BEGIN

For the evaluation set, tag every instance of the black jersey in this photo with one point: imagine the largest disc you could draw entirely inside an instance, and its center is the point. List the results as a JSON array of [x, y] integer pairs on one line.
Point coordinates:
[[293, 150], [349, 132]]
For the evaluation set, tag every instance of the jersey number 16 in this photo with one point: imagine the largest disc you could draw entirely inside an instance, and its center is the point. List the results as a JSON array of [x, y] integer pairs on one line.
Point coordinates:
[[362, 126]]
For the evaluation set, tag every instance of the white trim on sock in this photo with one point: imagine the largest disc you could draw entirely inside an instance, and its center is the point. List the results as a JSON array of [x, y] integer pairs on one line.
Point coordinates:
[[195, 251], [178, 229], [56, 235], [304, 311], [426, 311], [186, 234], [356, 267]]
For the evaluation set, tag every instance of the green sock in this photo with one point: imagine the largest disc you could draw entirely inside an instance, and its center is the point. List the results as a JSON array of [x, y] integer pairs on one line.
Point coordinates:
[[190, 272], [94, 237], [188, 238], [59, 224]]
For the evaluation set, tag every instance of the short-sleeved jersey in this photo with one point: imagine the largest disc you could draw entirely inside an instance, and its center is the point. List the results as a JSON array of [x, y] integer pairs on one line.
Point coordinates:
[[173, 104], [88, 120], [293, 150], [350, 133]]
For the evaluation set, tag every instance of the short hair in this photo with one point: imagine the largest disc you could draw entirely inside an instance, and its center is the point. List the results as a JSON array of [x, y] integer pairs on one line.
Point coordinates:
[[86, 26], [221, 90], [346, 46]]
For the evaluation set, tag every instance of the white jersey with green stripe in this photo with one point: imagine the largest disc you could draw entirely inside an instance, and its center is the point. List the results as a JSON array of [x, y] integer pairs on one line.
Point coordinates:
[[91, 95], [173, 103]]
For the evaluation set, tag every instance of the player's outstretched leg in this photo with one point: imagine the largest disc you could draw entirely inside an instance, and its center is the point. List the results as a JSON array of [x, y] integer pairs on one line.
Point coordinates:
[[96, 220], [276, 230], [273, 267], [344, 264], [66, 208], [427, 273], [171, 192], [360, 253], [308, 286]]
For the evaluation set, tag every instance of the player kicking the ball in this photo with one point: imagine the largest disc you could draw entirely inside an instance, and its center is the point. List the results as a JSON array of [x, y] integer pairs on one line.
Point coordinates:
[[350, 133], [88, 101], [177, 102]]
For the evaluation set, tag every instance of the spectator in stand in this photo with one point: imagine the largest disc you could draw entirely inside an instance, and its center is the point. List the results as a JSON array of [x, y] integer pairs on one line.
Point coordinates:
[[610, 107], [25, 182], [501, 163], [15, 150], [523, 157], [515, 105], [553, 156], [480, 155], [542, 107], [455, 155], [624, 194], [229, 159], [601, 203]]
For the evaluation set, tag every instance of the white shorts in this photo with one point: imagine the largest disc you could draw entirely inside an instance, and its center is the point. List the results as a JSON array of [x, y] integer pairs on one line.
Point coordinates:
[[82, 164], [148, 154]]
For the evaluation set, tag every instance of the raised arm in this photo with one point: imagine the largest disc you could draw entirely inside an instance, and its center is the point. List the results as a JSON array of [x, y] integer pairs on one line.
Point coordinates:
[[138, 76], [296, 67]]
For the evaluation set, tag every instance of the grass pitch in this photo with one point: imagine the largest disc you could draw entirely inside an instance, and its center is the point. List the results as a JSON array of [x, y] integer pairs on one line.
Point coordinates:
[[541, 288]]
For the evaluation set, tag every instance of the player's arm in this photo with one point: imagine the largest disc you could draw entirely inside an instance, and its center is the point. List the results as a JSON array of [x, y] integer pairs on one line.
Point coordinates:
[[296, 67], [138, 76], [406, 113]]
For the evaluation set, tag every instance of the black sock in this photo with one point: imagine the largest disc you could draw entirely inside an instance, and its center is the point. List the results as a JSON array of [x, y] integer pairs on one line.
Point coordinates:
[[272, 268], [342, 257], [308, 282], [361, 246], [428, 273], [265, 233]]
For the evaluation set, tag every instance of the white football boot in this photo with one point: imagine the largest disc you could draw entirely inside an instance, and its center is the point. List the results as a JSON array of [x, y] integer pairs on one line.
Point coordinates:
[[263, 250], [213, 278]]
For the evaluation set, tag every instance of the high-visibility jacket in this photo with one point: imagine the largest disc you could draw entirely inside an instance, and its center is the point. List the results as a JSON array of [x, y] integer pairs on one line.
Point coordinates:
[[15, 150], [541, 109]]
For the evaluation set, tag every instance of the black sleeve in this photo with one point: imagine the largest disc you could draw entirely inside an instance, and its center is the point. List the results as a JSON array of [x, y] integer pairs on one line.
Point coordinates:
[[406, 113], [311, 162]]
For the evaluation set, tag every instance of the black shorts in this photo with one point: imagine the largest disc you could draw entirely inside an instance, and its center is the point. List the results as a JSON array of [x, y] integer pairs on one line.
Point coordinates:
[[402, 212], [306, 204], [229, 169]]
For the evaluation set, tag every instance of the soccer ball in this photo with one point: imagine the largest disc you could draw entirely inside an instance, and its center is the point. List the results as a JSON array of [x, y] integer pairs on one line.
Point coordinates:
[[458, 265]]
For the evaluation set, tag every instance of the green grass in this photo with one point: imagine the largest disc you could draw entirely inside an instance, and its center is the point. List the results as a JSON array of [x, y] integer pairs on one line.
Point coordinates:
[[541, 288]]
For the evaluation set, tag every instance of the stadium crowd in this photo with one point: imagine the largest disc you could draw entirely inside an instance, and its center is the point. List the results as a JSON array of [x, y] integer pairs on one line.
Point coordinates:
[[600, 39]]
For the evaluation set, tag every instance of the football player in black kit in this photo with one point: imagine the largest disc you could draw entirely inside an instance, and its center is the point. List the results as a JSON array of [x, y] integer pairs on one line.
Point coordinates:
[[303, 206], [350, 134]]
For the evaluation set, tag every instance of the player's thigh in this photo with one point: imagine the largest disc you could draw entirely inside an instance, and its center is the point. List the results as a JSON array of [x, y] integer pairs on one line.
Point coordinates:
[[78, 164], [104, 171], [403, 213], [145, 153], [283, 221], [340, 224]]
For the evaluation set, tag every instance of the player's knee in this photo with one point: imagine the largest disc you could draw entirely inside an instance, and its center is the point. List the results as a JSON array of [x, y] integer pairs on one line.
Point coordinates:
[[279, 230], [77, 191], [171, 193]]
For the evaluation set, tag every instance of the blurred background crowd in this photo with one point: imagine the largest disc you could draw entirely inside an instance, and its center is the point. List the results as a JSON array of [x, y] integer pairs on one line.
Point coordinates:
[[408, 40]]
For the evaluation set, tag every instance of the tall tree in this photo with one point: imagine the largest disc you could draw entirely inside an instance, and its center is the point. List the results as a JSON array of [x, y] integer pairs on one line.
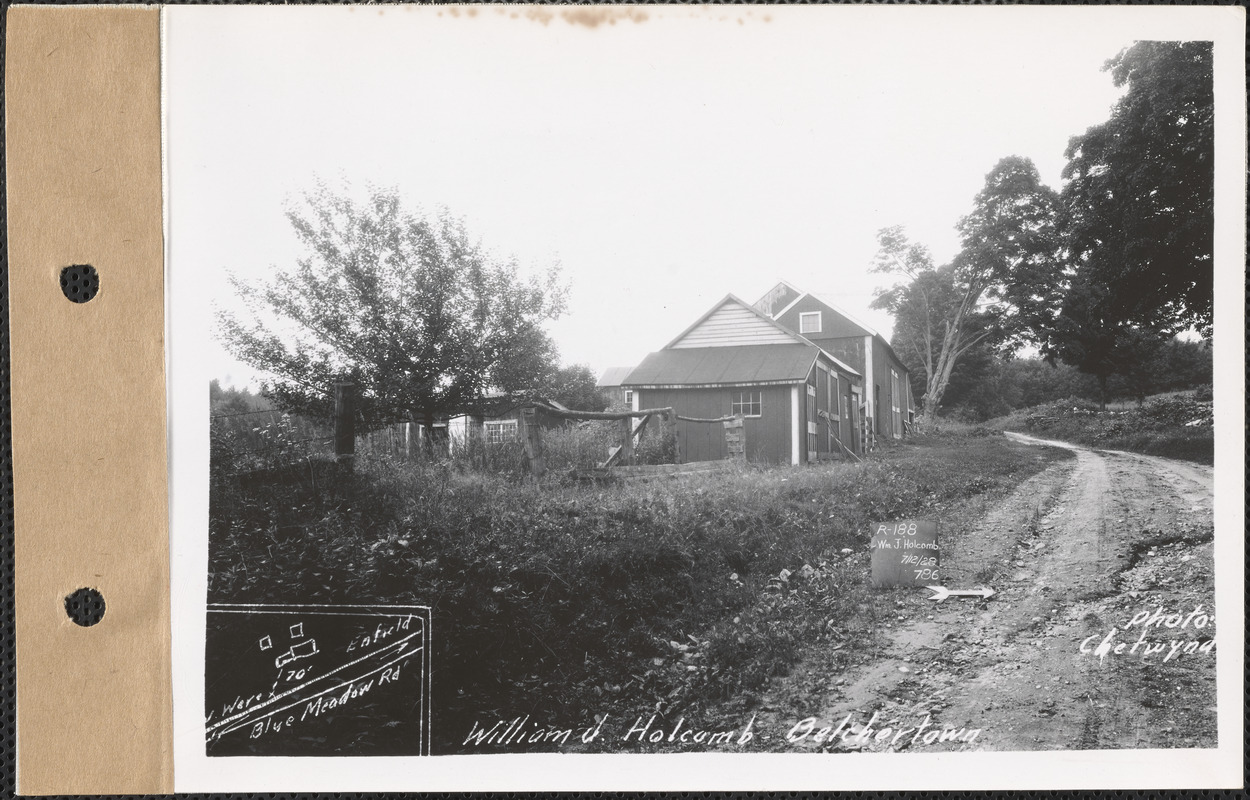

END

## Objective
Recast the records as a Markdown table with the columns Row and Line, one row per line, beginning at the line that contains "For the evaluation set, tag every instance of the white shorts" and stopping after the line that contains "[[296, 67], [138, 76], [406, 113]]". Leave out blank lines.

## Solution
| Row | Line |
|---|---|
| 1 | For the evaluation set, tag every instance of the white shorts in this photo with one point: imagine the largest disc you could draw entirely inside an instance, and its center is the point. List the results as a JSON array of [x, y] integer pairs on one line. |
| 2 | Point coordinates: |
| 3 | [[82, 164], [148, 154]] |
| 4 | For the evaluation set, tag every instance of the raised arm in this photo with one point: imagine the largest disc you could draw entirely inside an instance, and its center is the point. List the results as a JSON array of [x, y] integer pairs on one line. |
| 5 | Point coordinates: |
| 6 | [[138, 76], [296, 67]] |
| 7 | For the evaluation set, tag every instance of the grass pitch in this photo with one point: imagine the largest disc you could draw entirely inside an instance, and its center is the point. List the results as a JSON array of [x, y] integer pairs on one line. |
| 8 | Point coordinates: |
| 9 | [[541, 288]] |
| 10 | For the evaluation set, tag every instance of the player's arm in this photo with one point: imagine the largest disc you could draw entirely inside an instance, and its center is the point. List the results as a JSON array of [x, y] integer pairs on one line. |
| 11 | Point coordinates: |
| 12 | [[296, 67], [138, 76], [406, 113]] |